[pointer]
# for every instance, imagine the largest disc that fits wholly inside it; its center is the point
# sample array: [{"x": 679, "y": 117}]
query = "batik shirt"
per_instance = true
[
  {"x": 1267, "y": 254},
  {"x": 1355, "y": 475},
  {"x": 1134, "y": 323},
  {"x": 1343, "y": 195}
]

------------------------------------------------

Exercise directions – Render the listing above as a Markdown table with the columns Index and Entry, numbering each line and leaving out any blank lines.

Response for this exercise –
| Index | Entry |
|---|---|
| 1 | [pointer] |
| 2 | # for every instance, imagine the largest disc that fits wholly inside it; its center is the point |
| 3 | # sample array: [{"x": 679, "y": 117}] |
| 4 | query = "batik shirt" |
| 5 | per_instance = true |
| 6 | [ |
| 7 |   {"x": 1267, "y": 254}, |
| 8 |   {"x": 1355, "y": 475}, |
| 9 |   {"x": 1134, "y": 323}, |
| 10 |   {"x": 1343, "y": 195} |
| 11 | ] |